→ **Exercise description**:
Number of lines with the string "would" in the entries below: report it, and nothing besides.

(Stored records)
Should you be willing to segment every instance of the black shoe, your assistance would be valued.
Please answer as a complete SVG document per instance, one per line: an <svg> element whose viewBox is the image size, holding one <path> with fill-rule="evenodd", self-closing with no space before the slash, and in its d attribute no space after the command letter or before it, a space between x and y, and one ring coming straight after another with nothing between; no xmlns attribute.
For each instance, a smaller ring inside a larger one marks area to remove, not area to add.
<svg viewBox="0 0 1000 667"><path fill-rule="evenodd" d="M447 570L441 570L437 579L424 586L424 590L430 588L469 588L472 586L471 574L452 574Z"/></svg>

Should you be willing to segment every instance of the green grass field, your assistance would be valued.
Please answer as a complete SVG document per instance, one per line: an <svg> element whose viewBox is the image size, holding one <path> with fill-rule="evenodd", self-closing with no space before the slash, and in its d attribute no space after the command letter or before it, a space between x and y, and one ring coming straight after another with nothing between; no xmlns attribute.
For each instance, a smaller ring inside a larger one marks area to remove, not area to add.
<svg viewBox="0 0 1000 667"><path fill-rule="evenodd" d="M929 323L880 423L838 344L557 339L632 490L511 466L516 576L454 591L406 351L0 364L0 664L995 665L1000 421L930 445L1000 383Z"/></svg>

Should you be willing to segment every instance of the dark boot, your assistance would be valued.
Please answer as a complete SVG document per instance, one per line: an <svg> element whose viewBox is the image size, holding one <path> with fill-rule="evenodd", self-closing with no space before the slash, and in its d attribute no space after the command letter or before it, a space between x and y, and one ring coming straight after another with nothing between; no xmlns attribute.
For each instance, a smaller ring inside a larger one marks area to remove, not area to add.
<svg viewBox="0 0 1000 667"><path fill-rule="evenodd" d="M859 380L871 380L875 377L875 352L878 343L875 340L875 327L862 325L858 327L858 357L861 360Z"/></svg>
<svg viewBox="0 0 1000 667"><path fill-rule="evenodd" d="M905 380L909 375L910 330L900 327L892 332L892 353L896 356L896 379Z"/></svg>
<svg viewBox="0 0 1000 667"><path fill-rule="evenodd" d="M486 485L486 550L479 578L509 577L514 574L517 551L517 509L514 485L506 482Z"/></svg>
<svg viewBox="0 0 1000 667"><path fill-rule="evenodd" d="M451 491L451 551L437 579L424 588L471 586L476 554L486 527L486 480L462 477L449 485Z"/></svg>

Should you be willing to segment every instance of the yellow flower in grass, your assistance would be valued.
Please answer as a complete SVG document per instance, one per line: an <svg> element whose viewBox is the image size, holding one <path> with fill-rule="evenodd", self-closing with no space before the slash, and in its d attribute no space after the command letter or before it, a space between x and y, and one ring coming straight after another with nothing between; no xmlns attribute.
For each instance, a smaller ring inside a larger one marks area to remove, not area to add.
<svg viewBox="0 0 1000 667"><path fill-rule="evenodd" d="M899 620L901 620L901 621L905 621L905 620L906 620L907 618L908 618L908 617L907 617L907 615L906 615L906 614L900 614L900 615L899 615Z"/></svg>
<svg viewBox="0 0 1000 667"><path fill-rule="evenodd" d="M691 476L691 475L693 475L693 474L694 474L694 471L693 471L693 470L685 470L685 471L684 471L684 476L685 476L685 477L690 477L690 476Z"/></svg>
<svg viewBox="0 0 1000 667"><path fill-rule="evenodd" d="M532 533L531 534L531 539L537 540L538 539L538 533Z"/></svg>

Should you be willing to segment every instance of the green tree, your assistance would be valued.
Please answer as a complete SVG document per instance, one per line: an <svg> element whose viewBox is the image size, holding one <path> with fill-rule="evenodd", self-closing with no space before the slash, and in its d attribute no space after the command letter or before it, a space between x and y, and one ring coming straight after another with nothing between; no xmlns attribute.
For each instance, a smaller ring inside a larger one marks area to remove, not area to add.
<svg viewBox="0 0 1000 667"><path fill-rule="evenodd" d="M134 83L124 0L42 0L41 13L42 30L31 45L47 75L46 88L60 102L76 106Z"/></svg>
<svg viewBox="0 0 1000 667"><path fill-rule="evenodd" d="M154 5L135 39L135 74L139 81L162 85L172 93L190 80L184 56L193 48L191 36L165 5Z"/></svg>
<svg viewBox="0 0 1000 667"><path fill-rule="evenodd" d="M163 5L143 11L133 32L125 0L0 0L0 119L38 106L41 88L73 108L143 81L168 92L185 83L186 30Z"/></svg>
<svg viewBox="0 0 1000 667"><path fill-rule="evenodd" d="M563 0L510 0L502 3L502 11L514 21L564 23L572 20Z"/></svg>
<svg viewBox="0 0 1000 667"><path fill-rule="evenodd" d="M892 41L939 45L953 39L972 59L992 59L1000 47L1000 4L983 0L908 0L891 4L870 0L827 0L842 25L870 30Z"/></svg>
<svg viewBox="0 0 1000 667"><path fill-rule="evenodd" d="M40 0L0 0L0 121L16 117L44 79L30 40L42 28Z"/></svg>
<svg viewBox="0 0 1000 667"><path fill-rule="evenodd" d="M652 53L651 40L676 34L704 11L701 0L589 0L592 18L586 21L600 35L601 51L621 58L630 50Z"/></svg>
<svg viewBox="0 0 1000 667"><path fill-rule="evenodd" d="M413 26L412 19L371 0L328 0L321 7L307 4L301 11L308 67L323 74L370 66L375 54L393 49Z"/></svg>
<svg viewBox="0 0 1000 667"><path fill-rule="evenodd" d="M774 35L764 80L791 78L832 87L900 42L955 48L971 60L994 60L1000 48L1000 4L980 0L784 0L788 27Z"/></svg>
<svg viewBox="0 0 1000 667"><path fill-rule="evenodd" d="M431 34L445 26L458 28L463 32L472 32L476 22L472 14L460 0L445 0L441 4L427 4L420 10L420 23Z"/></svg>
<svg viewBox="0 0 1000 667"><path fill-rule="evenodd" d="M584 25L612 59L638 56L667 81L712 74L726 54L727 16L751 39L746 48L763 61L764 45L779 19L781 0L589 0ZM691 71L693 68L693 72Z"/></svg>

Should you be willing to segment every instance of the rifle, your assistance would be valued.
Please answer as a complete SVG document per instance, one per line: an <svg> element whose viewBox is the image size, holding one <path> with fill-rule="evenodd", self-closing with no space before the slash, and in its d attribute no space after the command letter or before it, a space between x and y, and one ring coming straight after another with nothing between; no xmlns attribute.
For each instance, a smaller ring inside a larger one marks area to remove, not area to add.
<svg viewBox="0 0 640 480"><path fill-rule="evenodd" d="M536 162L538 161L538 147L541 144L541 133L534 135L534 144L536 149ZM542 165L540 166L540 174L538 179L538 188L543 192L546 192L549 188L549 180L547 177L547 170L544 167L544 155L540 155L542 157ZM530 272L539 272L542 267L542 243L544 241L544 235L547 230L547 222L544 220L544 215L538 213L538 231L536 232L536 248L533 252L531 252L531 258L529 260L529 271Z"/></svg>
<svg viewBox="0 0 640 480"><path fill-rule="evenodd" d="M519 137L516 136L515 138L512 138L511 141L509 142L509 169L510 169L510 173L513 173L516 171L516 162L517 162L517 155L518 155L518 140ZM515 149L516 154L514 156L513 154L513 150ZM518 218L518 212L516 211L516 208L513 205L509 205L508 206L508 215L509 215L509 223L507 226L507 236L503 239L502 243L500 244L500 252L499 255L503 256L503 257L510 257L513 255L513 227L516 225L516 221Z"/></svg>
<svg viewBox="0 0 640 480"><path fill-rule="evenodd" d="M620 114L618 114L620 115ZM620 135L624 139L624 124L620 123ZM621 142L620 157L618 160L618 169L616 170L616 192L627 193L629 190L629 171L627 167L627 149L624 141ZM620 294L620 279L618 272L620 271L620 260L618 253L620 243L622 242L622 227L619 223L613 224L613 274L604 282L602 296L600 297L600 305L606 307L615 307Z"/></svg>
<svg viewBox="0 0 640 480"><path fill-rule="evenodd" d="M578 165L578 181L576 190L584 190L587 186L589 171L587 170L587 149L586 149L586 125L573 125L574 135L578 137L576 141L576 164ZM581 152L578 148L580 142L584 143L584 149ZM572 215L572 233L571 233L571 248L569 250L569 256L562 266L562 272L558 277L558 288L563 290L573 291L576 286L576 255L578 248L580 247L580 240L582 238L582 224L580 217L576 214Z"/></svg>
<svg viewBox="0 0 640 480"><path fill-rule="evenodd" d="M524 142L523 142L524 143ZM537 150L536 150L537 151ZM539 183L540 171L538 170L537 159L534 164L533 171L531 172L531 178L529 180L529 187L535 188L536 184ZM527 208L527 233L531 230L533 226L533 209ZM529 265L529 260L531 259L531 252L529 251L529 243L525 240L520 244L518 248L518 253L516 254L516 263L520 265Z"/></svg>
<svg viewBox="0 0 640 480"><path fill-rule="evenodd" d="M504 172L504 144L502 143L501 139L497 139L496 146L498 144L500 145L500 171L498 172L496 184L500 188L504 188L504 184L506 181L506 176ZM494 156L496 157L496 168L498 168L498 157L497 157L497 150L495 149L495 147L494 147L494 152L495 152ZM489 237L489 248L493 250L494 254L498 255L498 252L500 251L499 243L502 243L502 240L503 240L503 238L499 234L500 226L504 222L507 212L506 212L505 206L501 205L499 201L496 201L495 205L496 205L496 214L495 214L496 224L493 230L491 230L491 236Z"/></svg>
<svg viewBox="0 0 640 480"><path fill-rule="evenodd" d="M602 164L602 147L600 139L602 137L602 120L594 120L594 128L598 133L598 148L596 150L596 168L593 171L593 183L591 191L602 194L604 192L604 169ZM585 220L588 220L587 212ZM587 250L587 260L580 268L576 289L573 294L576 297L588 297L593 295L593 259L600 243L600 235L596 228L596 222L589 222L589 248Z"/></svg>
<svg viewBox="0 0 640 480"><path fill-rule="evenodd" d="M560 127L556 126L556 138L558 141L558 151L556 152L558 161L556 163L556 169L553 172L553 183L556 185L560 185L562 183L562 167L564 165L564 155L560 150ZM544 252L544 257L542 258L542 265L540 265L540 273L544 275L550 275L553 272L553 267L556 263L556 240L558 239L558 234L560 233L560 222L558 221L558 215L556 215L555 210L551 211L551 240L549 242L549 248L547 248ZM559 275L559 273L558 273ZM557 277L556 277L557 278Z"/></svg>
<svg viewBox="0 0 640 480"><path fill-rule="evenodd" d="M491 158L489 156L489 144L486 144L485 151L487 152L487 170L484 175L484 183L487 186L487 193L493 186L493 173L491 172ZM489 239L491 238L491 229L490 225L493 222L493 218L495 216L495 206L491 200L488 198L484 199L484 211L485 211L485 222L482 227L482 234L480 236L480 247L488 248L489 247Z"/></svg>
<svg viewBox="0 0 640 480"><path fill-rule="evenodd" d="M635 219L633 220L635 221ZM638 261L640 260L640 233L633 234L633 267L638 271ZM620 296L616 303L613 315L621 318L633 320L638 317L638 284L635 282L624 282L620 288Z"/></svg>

→ **Result of this exercise**:
6